Aim
Gather every line of the listing below that contains the word "textured".

The input
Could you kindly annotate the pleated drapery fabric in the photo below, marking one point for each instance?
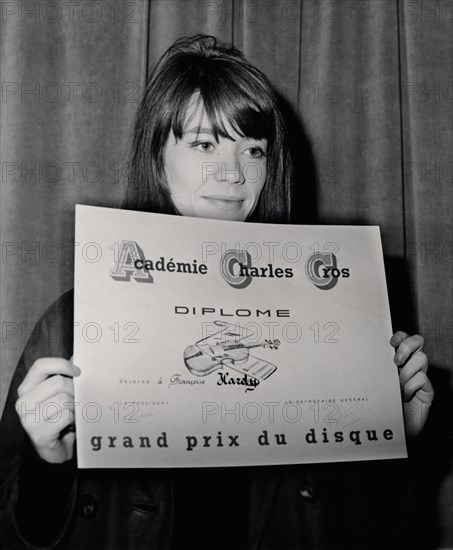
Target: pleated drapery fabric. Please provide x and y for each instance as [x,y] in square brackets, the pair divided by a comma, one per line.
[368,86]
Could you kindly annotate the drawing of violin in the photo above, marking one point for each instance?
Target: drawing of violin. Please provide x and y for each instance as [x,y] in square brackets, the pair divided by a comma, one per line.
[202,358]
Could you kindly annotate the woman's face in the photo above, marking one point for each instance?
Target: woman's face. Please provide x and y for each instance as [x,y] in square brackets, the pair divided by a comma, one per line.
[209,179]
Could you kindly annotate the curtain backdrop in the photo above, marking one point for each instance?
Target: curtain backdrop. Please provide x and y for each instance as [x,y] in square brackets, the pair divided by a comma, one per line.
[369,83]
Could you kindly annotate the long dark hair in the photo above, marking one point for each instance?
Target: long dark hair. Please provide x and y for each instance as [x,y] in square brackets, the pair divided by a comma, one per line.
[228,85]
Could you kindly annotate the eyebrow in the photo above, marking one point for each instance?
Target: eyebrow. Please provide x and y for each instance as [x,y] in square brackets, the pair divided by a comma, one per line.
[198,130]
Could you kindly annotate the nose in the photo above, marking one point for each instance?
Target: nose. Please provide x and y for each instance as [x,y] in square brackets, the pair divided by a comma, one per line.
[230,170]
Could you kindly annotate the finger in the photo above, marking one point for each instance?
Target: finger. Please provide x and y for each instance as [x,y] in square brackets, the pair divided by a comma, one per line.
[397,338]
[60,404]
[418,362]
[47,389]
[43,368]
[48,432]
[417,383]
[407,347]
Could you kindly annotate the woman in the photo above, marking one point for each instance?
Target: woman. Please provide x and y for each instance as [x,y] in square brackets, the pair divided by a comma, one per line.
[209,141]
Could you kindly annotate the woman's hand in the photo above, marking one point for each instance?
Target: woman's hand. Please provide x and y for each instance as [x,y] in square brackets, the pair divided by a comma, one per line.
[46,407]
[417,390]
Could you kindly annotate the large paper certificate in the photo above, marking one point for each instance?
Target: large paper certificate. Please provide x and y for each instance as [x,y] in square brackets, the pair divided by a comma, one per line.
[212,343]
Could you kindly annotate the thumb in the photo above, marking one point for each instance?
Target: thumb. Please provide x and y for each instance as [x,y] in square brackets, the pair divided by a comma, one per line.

---

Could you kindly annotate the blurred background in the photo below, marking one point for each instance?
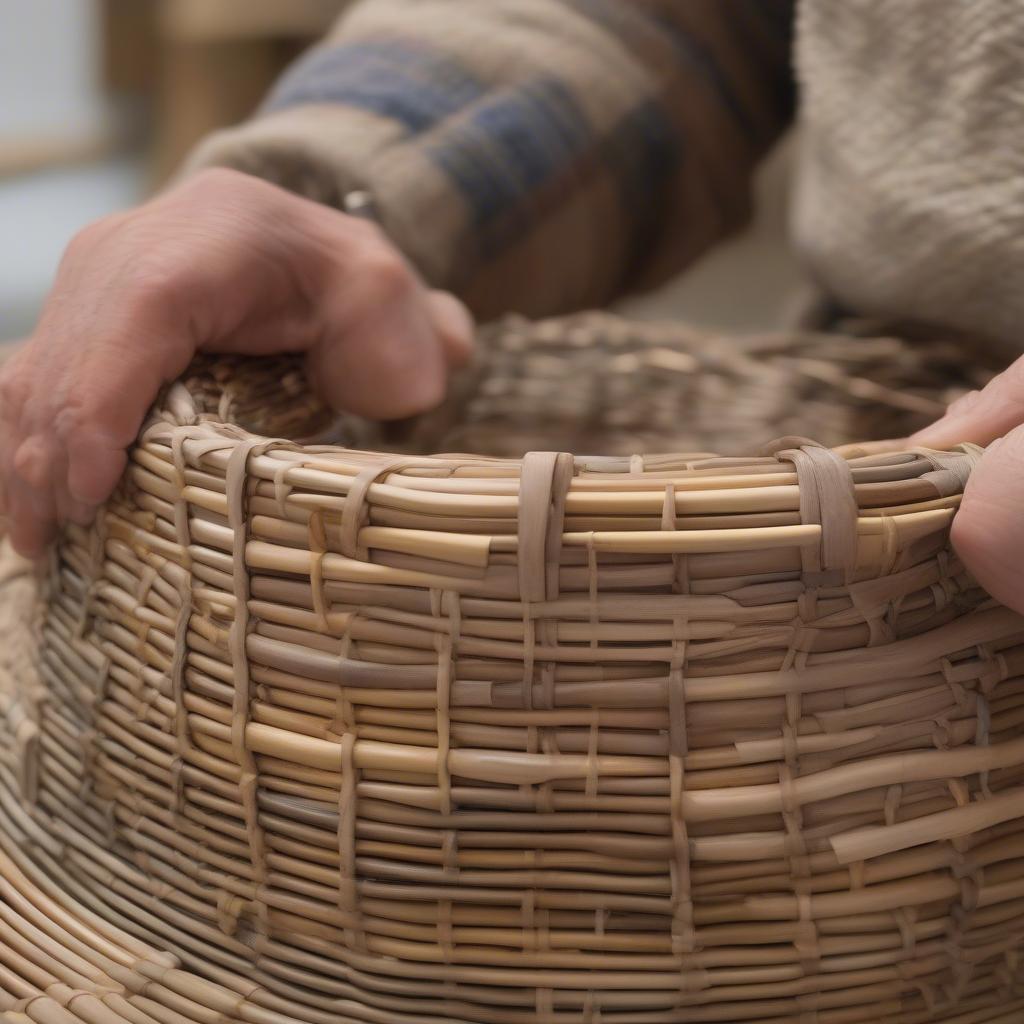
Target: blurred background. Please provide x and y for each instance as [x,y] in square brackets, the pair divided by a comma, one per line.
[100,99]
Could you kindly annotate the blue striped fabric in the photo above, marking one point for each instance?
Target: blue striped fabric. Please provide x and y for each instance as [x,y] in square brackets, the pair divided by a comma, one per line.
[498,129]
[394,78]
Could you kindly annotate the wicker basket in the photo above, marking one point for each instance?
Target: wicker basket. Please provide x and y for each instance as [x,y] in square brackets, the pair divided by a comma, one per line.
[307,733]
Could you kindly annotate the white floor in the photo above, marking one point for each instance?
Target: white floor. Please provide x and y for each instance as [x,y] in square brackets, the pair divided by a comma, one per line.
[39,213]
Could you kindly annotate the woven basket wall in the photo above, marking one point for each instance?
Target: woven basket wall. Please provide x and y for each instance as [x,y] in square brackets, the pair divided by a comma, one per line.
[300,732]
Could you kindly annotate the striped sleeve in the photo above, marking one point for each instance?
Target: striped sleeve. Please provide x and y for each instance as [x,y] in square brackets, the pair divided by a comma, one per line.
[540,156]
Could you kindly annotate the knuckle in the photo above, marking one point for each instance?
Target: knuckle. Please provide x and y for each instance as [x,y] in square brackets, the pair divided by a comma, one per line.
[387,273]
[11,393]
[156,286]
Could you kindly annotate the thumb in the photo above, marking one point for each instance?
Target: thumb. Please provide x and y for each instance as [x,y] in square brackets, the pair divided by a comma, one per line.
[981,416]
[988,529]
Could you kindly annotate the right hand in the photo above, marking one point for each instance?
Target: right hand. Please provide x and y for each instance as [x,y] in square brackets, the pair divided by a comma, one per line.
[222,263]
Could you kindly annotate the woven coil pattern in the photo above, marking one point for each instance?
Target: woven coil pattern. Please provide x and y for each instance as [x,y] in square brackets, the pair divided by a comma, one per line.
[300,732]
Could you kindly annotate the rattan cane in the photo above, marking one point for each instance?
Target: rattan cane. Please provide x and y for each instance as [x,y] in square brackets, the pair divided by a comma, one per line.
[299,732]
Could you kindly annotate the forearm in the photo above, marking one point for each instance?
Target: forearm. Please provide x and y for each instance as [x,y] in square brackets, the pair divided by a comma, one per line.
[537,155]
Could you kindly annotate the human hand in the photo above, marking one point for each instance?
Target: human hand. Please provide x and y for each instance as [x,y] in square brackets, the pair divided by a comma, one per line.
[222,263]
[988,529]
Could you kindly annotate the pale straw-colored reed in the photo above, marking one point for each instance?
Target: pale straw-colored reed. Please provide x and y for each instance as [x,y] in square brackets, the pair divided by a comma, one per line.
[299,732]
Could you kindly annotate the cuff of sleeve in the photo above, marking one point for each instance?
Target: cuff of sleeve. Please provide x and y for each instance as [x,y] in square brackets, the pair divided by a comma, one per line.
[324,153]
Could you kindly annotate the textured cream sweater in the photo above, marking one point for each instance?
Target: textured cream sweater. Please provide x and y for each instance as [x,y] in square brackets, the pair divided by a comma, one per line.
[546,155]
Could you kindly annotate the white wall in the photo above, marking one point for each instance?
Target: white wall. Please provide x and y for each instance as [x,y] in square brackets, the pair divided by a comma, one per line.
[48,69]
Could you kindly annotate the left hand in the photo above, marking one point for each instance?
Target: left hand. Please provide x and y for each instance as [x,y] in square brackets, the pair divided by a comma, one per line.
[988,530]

Solution for this task
Could you kindly annotate the textured cream sweater in the photo above, marking one point for each instance?
Target: textured cream sweater. Please provide x and y for each instance as [x,y] in square brackets, the pair divided by a comma, one per line.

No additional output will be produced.